Copy the records from the line containing "Can you see the small" through the line containing "column 58, row 1157", both included, and change "bowl" to "dish", leaving everything else unchanged.

Data section:
========
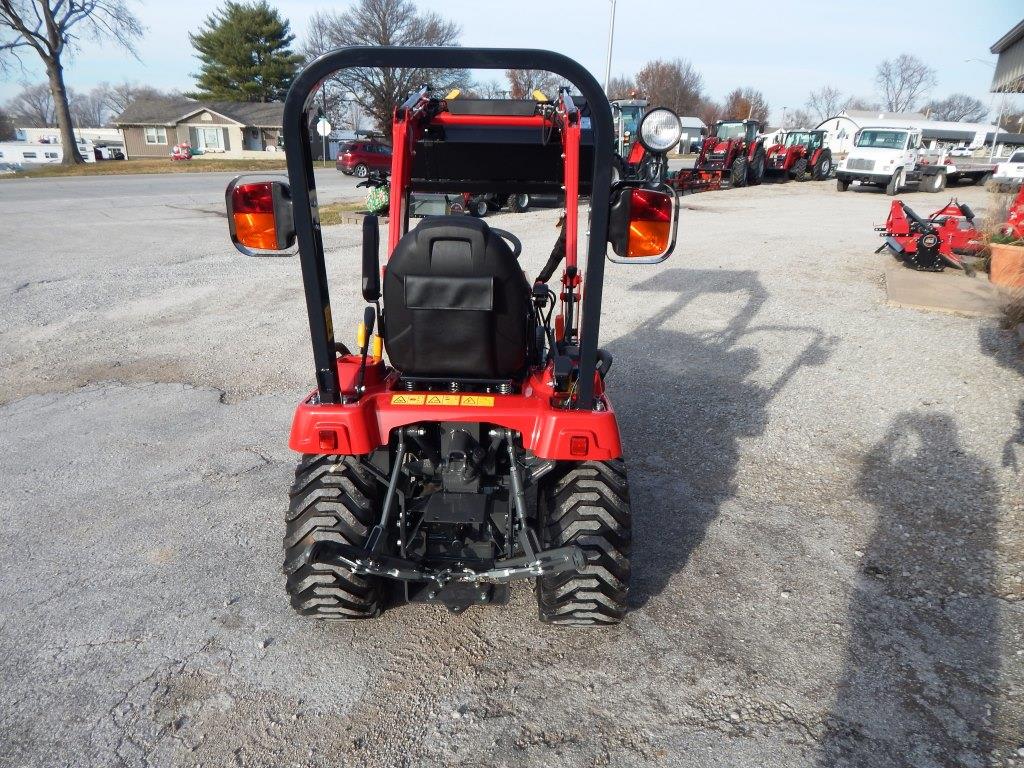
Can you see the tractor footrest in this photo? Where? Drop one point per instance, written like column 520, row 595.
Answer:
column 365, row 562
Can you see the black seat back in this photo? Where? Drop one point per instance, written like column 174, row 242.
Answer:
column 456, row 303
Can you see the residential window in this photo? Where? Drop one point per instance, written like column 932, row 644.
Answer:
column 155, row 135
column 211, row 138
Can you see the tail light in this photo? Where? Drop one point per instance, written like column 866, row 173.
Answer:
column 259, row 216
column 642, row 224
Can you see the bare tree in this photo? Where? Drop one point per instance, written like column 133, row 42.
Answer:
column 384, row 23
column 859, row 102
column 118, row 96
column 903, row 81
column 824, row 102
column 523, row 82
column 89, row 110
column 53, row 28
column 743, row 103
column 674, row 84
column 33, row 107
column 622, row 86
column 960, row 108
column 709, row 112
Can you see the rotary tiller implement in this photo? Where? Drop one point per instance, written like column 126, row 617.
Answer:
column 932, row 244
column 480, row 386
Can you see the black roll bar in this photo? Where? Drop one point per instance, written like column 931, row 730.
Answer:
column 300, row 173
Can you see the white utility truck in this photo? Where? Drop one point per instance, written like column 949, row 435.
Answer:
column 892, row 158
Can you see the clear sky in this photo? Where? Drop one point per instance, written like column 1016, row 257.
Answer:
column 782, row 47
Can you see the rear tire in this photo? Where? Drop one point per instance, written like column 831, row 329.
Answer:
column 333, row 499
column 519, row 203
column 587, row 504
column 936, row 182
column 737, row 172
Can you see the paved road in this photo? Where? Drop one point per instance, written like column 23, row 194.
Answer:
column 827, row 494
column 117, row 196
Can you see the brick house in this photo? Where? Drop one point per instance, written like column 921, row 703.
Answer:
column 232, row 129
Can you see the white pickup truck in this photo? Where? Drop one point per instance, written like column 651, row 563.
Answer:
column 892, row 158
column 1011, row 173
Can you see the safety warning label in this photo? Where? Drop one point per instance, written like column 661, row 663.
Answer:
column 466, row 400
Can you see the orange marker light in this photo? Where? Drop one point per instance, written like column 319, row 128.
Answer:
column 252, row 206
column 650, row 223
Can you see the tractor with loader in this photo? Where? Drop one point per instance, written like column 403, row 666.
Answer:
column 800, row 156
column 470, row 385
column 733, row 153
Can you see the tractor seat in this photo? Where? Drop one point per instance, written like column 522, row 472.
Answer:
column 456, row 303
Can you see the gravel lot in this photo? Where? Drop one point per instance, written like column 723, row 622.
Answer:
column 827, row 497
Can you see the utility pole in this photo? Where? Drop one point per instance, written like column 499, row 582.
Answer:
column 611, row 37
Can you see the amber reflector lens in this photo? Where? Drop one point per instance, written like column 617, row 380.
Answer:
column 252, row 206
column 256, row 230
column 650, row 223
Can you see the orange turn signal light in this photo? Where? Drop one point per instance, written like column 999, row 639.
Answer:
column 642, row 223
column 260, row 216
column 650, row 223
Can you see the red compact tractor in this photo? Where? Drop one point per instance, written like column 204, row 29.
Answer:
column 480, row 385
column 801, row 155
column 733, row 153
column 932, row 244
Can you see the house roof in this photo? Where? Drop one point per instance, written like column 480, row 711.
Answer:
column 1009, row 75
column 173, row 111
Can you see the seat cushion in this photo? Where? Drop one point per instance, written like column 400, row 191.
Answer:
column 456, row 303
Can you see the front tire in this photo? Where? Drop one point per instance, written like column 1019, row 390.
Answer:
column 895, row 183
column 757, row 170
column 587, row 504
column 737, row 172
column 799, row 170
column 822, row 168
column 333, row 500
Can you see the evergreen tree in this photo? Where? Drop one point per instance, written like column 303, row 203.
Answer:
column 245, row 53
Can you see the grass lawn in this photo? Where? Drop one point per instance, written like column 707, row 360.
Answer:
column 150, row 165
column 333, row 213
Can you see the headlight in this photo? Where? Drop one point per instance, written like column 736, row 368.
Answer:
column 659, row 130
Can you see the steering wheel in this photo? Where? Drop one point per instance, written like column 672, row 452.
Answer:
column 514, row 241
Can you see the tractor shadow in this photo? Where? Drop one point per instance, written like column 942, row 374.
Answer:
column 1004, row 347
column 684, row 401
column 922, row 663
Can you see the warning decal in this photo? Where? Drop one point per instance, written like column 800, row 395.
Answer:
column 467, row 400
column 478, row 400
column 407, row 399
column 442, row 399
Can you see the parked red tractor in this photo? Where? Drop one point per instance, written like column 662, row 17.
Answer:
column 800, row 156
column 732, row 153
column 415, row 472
========
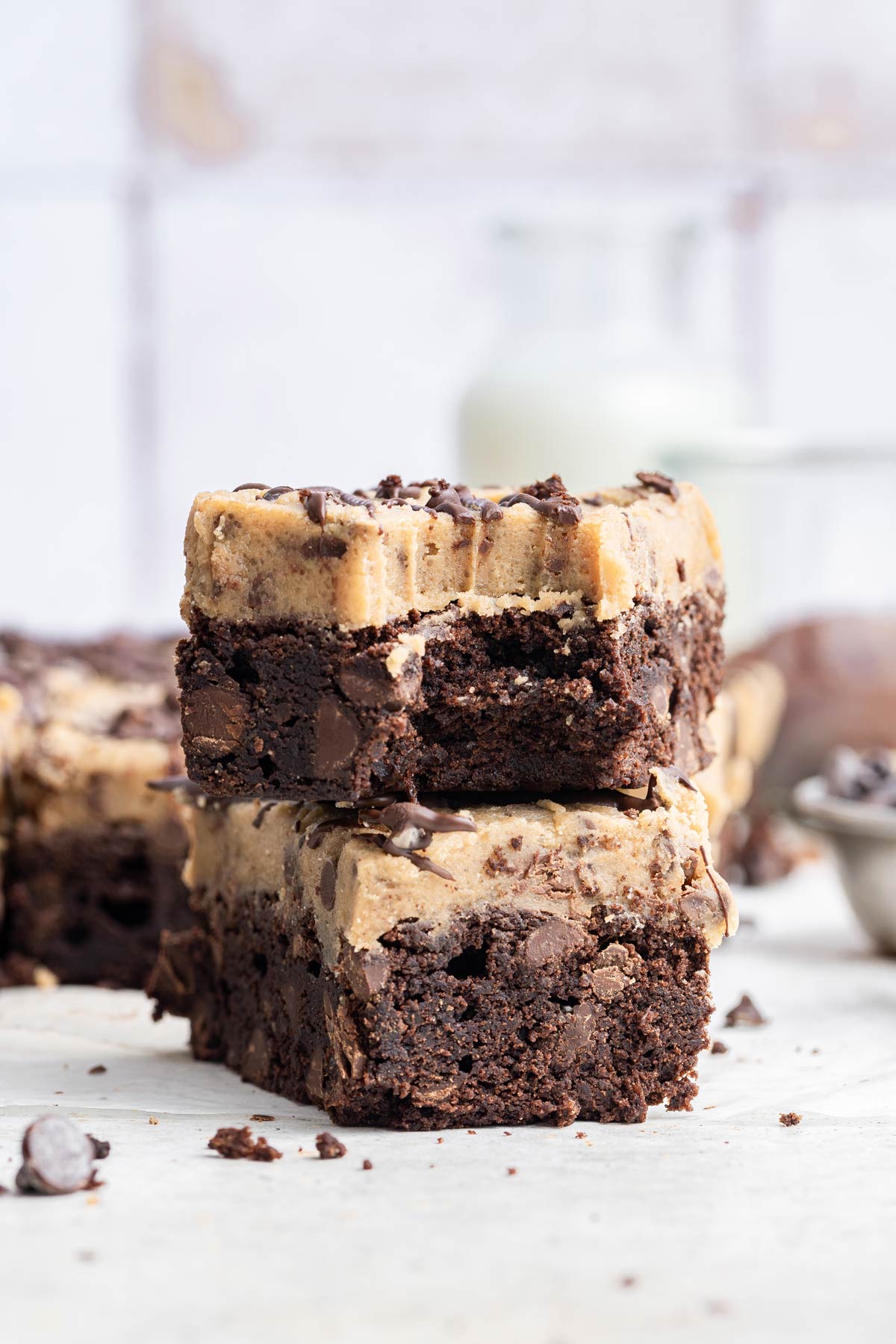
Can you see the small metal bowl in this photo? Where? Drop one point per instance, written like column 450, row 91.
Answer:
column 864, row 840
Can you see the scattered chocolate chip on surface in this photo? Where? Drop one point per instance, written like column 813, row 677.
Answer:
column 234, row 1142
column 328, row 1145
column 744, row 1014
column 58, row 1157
========
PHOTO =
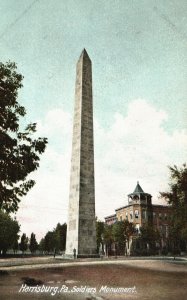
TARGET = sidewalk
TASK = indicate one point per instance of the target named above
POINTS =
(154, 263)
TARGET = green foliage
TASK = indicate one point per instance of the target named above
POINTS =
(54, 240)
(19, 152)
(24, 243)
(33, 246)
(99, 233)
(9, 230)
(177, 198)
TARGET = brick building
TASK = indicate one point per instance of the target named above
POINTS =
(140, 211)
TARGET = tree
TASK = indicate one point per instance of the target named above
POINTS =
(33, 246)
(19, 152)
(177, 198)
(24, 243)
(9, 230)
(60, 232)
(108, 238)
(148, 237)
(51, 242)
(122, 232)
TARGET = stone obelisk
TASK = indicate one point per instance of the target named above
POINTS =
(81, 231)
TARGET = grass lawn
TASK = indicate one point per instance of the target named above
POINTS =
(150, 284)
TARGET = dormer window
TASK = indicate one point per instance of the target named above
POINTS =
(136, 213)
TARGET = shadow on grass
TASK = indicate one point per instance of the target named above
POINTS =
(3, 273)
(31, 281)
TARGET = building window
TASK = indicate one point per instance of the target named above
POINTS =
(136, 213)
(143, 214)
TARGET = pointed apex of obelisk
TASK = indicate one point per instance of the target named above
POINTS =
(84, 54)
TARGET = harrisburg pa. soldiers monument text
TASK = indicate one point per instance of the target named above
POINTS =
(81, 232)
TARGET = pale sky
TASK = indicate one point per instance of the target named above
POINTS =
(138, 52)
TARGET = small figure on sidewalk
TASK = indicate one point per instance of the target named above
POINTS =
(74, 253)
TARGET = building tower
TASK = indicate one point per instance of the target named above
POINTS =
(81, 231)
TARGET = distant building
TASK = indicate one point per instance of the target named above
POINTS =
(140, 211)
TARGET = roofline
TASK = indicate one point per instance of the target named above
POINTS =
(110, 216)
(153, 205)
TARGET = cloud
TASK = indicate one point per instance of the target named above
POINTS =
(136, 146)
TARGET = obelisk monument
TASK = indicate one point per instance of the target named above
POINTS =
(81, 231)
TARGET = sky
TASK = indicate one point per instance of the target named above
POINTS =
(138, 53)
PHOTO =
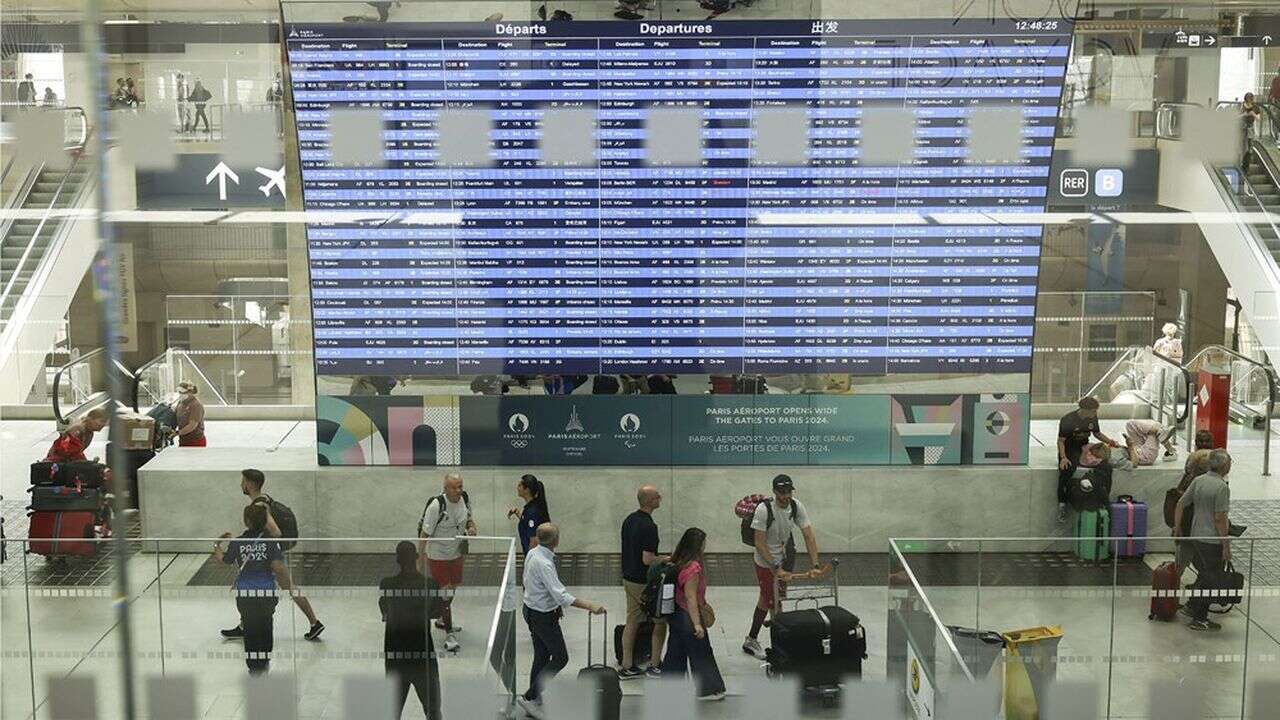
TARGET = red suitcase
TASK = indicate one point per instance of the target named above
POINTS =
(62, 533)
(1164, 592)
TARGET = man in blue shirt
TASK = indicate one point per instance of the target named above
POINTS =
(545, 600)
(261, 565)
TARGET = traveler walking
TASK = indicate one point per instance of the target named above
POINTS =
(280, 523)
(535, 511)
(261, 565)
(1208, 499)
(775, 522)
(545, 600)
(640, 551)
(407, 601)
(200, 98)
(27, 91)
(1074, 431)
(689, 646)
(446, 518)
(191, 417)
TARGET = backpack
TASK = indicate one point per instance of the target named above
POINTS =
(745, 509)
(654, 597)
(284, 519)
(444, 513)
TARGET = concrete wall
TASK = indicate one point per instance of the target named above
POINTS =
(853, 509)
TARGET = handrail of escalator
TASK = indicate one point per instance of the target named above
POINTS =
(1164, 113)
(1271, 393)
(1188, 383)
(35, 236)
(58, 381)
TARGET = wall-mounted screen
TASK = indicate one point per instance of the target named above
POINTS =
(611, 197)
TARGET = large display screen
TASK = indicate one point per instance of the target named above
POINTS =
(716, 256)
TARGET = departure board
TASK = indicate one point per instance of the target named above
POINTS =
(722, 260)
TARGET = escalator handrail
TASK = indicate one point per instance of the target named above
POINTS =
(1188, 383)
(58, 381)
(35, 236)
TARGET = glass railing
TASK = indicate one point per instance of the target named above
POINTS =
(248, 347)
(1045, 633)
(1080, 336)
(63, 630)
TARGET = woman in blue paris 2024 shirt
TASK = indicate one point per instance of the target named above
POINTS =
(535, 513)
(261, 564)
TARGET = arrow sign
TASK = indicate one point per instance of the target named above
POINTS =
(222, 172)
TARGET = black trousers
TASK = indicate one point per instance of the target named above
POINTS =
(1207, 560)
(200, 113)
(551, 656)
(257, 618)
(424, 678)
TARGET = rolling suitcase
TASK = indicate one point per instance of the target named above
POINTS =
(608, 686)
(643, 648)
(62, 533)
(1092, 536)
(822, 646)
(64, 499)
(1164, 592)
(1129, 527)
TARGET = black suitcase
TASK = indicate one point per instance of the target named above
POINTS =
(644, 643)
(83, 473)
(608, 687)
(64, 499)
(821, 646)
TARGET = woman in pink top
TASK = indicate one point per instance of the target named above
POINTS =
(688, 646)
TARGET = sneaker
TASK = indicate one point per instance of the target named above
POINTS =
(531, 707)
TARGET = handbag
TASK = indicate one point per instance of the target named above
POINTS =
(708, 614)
========
Completed task:
Can you see the small metal dish in this photo? Where? Drop one point per instance, written like column 450, row 91.
Answer:
column 864, row 840
Can you see the scattered chocolate chip on surface in this photo? Where? Drop one point per instance, written like column 813, row 677.
Answer:
column 234, row 1142
column 328, row 1145
column 744, row 1014
column 58, row 1157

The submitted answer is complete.